### Data for analysis
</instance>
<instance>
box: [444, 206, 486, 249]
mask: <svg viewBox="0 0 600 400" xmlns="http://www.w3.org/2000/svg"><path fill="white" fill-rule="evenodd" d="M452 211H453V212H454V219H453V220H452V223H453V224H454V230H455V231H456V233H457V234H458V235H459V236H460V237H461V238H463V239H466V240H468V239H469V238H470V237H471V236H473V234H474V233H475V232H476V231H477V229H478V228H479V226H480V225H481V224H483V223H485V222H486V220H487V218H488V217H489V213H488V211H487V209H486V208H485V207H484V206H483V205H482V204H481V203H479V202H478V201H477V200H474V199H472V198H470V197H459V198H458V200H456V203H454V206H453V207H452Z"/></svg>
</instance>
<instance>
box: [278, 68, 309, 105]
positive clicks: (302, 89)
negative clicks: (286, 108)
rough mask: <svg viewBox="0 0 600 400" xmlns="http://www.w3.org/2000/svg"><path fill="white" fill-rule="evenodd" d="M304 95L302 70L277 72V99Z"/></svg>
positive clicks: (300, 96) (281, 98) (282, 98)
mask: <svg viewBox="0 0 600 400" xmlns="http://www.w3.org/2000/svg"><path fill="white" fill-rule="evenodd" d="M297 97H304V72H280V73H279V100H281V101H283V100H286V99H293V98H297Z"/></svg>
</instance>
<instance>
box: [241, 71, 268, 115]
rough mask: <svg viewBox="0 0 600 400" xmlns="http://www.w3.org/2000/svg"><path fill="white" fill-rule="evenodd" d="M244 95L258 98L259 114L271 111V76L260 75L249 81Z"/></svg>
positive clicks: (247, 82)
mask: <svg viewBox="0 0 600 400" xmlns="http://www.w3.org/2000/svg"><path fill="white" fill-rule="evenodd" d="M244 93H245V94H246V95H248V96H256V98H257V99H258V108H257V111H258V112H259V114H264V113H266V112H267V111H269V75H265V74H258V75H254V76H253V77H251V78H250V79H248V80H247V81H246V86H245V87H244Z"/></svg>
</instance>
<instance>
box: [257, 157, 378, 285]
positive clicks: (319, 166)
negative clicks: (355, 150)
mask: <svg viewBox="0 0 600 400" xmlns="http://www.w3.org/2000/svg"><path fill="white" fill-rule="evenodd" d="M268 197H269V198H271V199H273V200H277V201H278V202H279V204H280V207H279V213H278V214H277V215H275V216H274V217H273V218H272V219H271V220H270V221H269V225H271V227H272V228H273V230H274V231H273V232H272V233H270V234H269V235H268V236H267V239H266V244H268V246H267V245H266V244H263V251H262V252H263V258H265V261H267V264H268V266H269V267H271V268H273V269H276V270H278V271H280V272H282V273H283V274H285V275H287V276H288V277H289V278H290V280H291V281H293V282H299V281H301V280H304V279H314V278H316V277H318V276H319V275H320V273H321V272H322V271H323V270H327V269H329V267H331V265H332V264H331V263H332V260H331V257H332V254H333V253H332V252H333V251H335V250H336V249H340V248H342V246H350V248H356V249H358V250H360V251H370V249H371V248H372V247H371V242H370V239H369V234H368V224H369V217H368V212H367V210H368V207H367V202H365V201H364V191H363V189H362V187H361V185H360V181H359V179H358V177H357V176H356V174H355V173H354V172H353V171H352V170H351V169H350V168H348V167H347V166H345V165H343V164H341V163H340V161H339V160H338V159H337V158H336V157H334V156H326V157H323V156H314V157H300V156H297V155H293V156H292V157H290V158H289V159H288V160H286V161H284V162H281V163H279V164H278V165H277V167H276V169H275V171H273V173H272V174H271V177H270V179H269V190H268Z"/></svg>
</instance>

### Task directions
How many lines of the records contain the string "clicks"? Reply with the number alone.

### Result
6